▶ Problem set:
a) In the speech on rating Māori land, in what year was selling Māori land for unpaid rates prohibited?
b) Shorten the paragraph of the speech on rating Māori land that begins "Apart from the prohibition", keeping its main facts.

Source: New Zealand Government
I move, that the Local Government (Rating of Whenua Māori) Amendment Bill now be read a third time.
I was shocked, but not surprised, to find that the law relating to rating Māori land is largely unchanged since 1924.
Apart from the prohibition on selling Māori land for unpaid rates, which was passed in 1968, nothing has changed in almost 100 years. Change is long overdue.
So I am proud to remedy this situation and bring the rating law for Māori land into the 21st century.
This Bill sits within a wider context. This Government is committed to enabling Māori landowners to develop and benefit from their land where they wish to do so.
We have previously legislated to improve the operation of the Māori Land Court and have provided resources and assistance to owners to fulfill their aspirations for their land.
This Bill is also an important Bill for local authorities. I was delighted that no local authority submitted against this Bill.

▶ Dataset excerpts:
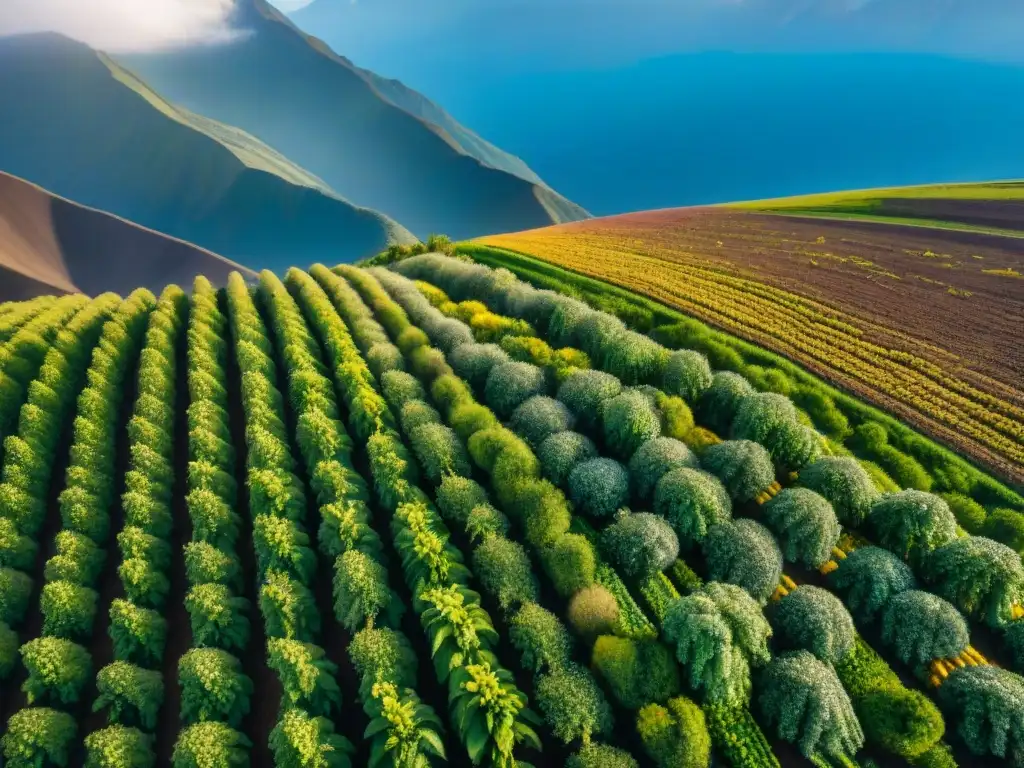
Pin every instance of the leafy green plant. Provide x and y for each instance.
(38, 735)
(131, 694)
(213, 686)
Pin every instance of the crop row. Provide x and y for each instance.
(790, 513)
(57, 667)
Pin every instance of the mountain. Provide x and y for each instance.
(333, 119)
(50, 245)
(80, 125)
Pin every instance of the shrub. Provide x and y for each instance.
(692, 502)
(593, 611)
(600, 756)
(743, 553)
(1006, 526)
(207, 744)
(675, 735)
(805, 525)
(217, 616)
(543, 641)
(57, 669)
(641, 545)
(814, 620)
(638, 672)
(37, 736)
(982, 578)
(901, 721)
(474, 361)
(721, 400)
(118, 747)
(911, 523)
(653, 460)
(585, 391)
(439, 452)
(132, 693)
(599, 486)
(361, 593)
(539, 418)
(511, 384)
(803, 699)
(921, 627)
(988, 707)
(213, 686)
(68, 609)
(505, 571)
(629, 420)
(744, 468)
(561, 452)
(572, 704)
(687, 374)
(970, 515)
(570, 563)
(299, 739)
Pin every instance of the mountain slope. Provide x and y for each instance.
(75, 123)
(330, 119)
(50, 245)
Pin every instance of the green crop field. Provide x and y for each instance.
(434, 514)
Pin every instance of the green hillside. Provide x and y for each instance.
(83, 127)
(345, 127)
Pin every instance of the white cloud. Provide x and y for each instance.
(123, 26)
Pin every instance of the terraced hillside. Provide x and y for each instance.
(911, 299)
(351, 518)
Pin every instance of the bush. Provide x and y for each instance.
(118, 747)
(744, 468)
(803, 699)
(814, 620)
(539, 418)
(573, 705)
(692, 502)
(653, 460)
(38, 736)
(921, 627)
(687, 374)
(911, 523)
(805, 525)
(901, 721)
(1006, 526)
(675, 735)
(721, 400)
(213, 686)
(845, 484)
(132, 693)
(511, 384)
(743, 553)
(15, 593)
(982, 578)
(970, 515)
(543, 641)
(593, 611)
(600, 756)
(439, 452)
(207, 744)
(599, 486)
(68, 609)
(561, 452)
(505, 571)
(585, 392)
(629, 420)
(638, 672)
(57, 670)
(641, 545)
(988, 706)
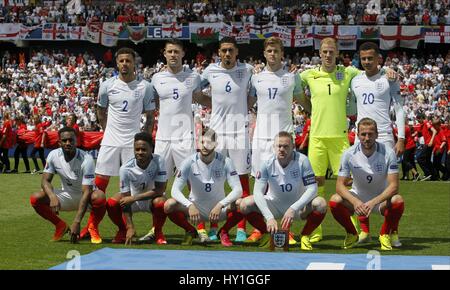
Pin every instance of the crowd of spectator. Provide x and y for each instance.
(56, 83)
(49, 86)
(148, 12)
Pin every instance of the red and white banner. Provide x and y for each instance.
(54, 31)
(403, 36)
(92, 32)
(9, 31)
(105, 33)
(110, 33)
(74, 7)
(347, 37)
(77, 33)
(438, 35)
(172, 30)
(294, 37)
(25, 30)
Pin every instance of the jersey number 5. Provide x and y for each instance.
(368, 98)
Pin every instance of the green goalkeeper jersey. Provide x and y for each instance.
(328, 99)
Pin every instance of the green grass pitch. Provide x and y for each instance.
(24, 238)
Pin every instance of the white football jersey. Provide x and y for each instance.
(79, 171)
(125, 102)
(136, 180)
(274, 92)
(369, 173)
(373, 98)
(207, 181)
(175, 121)
(286, 185)
(229, 92)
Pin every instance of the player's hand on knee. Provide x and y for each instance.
(126, 200)
(369, 207)
(272, 226)
(74, 232)
(391, 75)
(55, 205)
(131, 234)
(288, 219)
(194, 214)
(215, 213)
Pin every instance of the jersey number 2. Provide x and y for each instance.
(125, 106)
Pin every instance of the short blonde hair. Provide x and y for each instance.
(273, 41)
(328, 41)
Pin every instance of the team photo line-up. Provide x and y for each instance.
(289, 185)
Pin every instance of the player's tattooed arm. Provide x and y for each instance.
(47, 187)
(305, 102)
(149, 121)
(201, 98)
(158, 191)
(102, 117)
(75, 227)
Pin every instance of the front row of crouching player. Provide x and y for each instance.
(285, 188)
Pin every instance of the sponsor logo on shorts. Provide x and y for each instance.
(217, 173)
(339, 76)
(379, 167)
(309, 179)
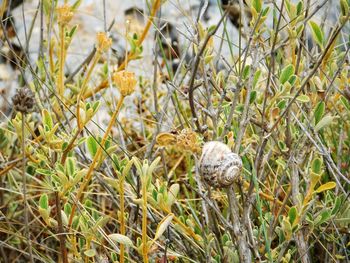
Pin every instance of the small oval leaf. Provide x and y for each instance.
(325, 187)
(121, 239)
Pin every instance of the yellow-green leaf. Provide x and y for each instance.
(317, 33)
(303, 98)
(121, 239)
(162, 226)
(325, 187)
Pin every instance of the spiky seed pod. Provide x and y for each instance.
(125, 81)
(23, 101)
(219, 166)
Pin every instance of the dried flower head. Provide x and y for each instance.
(23, 101)
(125, 81)
(219, 166)
(103, 42)
(187, 141)
(64, 14)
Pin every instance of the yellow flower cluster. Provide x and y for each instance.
(64, 14)
(103, 42)
(125, 81)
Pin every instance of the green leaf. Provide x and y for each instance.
(325, 215)
(256, 78)
(47, 120)
(91, 145)
(246, 72)
(299, 7)
(292, 214)
(317, 33)
(344, 7)
(121, 239)
(67, 209)
(319, 111)
(43, 171)
(90, 253)
(316, 165)
(287, 72)
(337, 204)
(257, 5)
(72, 31)
(326, 120)
(303, 98)
(70, 166)
(325, 187)
(252, 96)
(44, 202)
(163, 225)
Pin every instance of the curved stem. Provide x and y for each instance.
(88, 176)
(144, 220)
(83, 88)
(26, 214)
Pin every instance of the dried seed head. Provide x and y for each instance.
(23, 101)
(103, 42)
(219, 166)
(125, 81)
(187, 141)
(64, 14)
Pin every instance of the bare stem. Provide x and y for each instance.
(26, 214)
(144, 221)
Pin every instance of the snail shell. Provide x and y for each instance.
(219, 166)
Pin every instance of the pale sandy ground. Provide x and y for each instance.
(90, 18)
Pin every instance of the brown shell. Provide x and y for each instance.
(219, 167)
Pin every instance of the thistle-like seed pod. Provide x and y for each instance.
(219, 166)
(23, 101)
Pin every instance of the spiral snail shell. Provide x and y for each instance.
(219, 166)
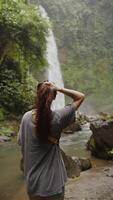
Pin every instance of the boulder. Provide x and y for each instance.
(72, 128)
(72, 167)
(101, 140)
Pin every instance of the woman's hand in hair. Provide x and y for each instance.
(52, 85)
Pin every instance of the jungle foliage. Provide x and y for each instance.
(22, 48)
(84, 34)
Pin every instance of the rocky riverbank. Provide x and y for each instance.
(101, 140)
(94, 184)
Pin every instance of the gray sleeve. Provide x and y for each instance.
(21, 134)
(67, 115)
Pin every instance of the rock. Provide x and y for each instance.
(101, 141)
(109, 172)
(75, 165)
(5, 139)
(73, 168)
(85, 164)
(72, 128)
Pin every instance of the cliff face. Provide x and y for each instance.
(101, 141)
(84, 36)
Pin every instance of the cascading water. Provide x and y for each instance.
(54, 73)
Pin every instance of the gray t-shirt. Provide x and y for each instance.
(44, 168)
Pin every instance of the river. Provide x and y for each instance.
(12, 186)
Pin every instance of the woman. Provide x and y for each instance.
(39, 135)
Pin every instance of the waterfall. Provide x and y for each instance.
(54, 73)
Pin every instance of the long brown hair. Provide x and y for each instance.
(45, 96)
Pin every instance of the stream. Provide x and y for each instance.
(12, 186)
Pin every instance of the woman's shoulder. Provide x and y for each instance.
(27, 115)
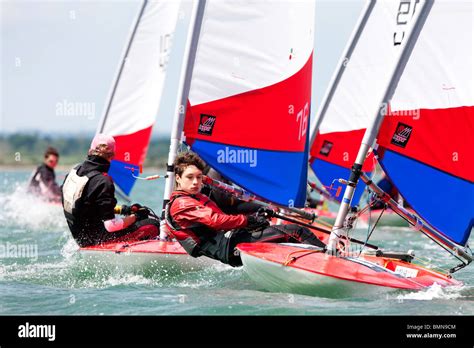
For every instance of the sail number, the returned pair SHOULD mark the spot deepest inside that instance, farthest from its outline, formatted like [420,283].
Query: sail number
[302,119]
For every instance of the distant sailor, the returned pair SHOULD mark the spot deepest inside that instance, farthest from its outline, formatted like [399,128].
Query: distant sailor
[89,201]
[203,229]
[43,180]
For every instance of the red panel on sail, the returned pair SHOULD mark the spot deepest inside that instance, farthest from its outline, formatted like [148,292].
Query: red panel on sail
[233,120]
[443,138]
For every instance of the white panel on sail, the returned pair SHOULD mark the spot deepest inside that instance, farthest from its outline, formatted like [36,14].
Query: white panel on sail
[361,87]
[255,53]
[137,95]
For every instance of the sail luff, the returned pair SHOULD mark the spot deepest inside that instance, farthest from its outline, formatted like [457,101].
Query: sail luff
[372,131]
[192,41]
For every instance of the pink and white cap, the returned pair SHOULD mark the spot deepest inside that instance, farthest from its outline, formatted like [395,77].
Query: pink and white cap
[105,140]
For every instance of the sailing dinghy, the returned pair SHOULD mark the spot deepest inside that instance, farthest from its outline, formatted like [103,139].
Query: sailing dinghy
[430,89]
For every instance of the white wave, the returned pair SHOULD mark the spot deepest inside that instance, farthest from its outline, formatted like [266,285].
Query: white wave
[433,292]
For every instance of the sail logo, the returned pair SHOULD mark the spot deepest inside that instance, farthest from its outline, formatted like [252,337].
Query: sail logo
[245,156]
[326,148]
[206,124]
[402,135]
[37,331]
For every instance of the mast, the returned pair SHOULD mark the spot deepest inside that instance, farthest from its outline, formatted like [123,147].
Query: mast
[101,125]
[372,131]
[194,30]
[347,53]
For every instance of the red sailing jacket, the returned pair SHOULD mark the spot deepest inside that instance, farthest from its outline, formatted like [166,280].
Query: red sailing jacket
[189,211]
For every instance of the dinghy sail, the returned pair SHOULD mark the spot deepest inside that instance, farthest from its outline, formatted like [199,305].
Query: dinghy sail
[135,96]
[428,128]
[249,100]
[291,267]
[352,99]
[432,82]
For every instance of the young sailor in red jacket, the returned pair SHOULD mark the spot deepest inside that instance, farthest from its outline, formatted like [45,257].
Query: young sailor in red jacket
[201,227]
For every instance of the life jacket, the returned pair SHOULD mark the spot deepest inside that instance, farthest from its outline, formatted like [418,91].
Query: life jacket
[191,237]
[73,188]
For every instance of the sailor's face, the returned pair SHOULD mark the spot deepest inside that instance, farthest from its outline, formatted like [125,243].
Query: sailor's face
[191,180]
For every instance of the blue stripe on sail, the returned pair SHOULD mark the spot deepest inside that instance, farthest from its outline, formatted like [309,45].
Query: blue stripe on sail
[122,175]
[443,200]
[276,176]
[327,172]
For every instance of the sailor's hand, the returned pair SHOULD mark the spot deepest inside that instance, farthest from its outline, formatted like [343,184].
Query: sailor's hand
[266,213]
[256,222]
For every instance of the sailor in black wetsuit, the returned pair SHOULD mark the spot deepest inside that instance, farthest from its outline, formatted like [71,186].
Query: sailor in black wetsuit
[43,180]
[89,201]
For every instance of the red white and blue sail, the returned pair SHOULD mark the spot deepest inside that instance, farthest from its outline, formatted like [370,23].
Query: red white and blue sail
[426,140]
[135,98]
[249,102]
[354,104]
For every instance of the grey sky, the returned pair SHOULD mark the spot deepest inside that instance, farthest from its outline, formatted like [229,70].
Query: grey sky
[56,51]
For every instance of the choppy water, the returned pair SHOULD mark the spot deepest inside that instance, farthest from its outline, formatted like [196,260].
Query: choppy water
[52,278]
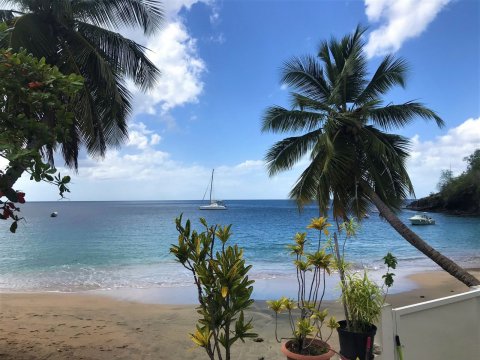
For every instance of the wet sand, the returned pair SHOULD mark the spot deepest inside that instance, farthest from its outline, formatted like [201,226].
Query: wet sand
[91,326]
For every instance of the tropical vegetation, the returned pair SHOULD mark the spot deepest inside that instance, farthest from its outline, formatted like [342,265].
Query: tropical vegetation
[306,316]
[457,194]
[36,114]
[80,37]
[223,287]
[343,124]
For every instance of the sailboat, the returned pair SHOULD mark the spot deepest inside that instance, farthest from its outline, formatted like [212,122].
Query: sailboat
[214,204]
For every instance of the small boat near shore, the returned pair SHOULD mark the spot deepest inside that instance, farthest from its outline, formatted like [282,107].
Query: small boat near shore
[422,219]
[214,204]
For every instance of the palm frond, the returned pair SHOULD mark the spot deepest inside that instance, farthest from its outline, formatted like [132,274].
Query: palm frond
[114,14]
[278,119]
[389,73]
[397,116]
[285,153]
[305,75]
[124,55]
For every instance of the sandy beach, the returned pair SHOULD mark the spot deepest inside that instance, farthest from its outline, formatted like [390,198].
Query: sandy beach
[86,326]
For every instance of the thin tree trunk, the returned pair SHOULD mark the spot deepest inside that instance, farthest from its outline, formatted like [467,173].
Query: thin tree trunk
[341,269]
[444,262]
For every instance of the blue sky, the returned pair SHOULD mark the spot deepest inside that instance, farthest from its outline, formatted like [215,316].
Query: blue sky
[221,65]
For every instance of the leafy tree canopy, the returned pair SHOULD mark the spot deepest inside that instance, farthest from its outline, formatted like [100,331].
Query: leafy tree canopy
[36,112]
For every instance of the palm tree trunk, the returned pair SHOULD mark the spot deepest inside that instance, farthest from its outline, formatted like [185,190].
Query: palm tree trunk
[444,262]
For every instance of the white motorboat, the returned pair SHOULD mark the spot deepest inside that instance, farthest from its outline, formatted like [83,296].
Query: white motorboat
[214,204]
[422,219]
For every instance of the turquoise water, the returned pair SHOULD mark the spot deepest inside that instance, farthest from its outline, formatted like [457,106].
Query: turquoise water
[112,245]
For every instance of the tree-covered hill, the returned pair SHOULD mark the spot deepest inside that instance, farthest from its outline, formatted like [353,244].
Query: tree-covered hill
[457,195]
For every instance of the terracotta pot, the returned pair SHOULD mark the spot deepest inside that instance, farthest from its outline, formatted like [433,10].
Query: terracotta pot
[293,356]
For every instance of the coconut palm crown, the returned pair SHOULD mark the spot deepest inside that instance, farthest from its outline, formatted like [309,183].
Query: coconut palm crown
[78,36]
[343,125]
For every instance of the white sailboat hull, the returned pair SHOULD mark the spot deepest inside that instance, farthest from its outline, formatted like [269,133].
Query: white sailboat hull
[213,206]
[422,219]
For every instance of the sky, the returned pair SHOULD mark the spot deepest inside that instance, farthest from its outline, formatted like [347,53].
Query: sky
[220,63]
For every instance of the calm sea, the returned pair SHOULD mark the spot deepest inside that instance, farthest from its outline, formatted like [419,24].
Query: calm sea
[108,245]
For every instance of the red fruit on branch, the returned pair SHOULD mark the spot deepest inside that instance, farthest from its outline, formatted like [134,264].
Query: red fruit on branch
[35,84]
[21,197]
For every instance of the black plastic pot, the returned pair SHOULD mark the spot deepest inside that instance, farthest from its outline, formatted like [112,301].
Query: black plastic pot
[353,345]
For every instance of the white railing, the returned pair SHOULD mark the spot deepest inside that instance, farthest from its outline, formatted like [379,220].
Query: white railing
[446,328]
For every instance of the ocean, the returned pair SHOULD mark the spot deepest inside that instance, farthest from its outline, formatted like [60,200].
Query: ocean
[125,245]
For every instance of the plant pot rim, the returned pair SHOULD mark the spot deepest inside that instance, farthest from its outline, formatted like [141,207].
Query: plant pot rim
[343,327]
[295,356]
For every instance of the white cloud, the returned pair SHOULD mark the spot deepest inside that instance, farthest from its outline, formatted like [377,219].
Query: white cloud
[429,158]
[140,137]
[174,52]
[400,20]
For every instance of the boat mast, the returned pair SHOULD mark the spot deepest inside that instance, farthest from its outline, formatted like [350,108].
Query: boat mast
[211,186]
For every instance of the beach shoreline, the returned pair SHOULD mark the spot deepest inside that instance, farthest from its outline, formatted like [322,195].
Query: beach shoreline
[90,325]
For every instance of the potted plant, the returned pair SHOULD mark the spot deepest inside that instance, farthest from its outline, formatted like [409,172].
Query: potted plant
[306,317]
[223,287]
[362,300]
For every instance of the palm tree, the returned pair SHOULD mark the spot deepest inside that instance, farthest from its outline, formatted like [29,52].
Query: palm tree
[78,37]
[344,125]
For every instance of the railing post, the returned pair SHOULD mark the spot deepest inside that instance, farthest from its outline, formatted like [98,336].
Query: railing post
[388,327]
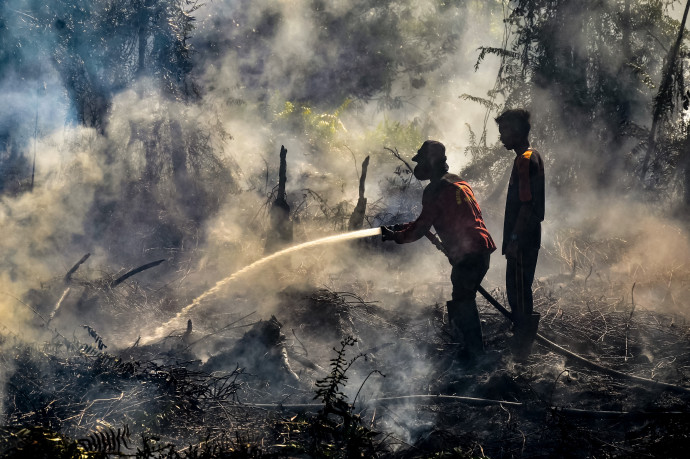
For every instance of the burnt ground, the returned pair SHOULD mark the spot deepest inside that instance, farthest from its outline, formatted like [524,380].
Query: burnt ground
[293,384]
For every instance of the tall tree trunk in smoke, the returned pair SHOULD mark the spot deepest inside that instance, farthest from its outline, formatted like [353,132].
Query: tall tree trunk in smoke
[280,231]
[142,34]
[357,218]
[664,97]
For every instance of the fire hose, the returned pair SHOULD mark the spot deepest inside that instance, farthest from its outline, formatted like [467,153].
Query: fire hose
[561,350]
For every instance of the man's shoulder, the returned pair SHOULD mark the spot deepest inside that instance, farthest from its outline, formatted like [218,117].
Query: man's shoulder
[535,155]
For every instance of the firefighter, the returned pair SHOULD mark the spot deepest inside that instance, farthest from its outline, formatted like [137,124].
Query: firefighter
[524,213]
[449,205]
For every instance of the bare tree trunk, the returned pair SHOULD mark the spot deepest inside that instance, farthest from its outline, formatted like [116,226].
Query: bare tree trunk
[280,232]
[663,94]
[357,218]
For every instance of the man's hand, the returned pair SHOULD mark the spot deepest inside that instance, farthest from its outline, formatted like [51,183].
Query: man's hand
[387,234]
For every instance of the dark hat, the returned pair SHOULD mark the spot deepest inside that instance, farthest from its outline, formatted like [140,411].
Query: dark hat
[431,150]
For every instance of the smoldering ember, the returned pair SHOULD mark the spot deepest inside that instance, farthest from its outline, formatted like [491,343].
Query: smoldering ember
[306,228]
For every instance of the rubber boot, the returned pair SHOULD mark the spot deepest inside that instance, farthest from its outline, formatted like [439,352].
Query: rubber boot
[524,334]
[464,318]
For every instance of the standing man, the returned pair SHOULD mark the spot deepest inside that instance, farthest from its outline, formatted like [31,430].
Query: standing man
[449,205]
[522,225]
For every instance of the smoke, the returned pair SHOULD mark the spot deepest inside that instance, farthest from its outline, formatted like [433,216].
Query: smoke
[191,180]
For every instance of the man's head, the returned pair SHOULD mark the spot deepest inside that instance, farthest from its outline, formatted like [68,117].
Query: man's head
[513,127]
[430,159]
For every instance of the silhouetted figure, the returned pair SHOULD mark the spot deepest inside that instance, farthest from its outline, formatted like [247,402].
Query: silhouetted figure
[448,204]
[522,225]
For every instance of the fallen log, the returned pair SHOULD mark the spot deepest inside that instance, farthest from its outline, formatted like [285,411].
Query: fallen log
[133,272]
[563,351]
[476,401]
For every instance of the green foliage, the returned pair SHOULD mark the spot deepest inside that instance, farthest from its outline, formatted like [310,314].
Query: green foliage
[587,71]
[320,129]
[41,443]
[406,136]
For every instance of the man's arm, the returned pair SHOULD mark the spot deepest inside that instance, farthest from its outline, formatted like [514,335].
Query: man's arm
[418,228]
[526,215]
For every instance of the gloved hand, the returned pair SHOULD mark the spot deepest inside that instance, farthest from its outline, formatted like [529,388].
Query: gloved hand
[387,234]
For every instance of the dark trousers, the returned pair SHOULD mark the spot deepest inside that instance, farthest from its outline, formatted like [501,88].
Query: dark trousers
[519,278]
[462,309]
[467,275]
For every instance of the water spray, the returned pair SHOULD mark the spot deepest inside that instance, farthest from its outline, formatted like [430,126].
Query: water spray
[174,322]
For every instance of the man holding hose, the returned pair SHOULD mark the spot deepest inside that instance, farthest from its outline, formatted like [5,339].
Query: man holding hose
[449,205]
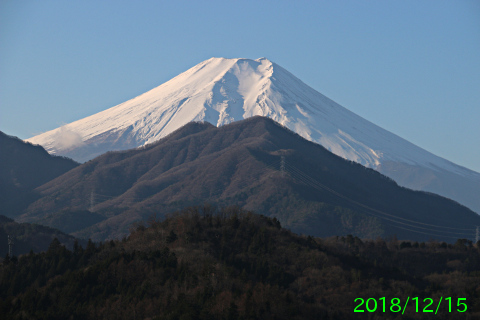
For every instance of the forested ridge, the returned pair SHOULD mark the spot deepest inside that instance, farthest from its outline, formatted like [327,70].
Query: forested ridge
[210,263]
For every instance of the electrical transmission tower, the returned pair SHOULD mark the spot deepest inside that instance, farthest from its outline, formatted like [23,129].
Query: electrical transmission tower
[10,246]
[282,166]
[92,200]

▶ Answers for this exercise:
a) 1968

b) Except for the 1968 ban on selling Māori land for unpaid rates, the law has not changed in almost 100 years, and reform is long overdue.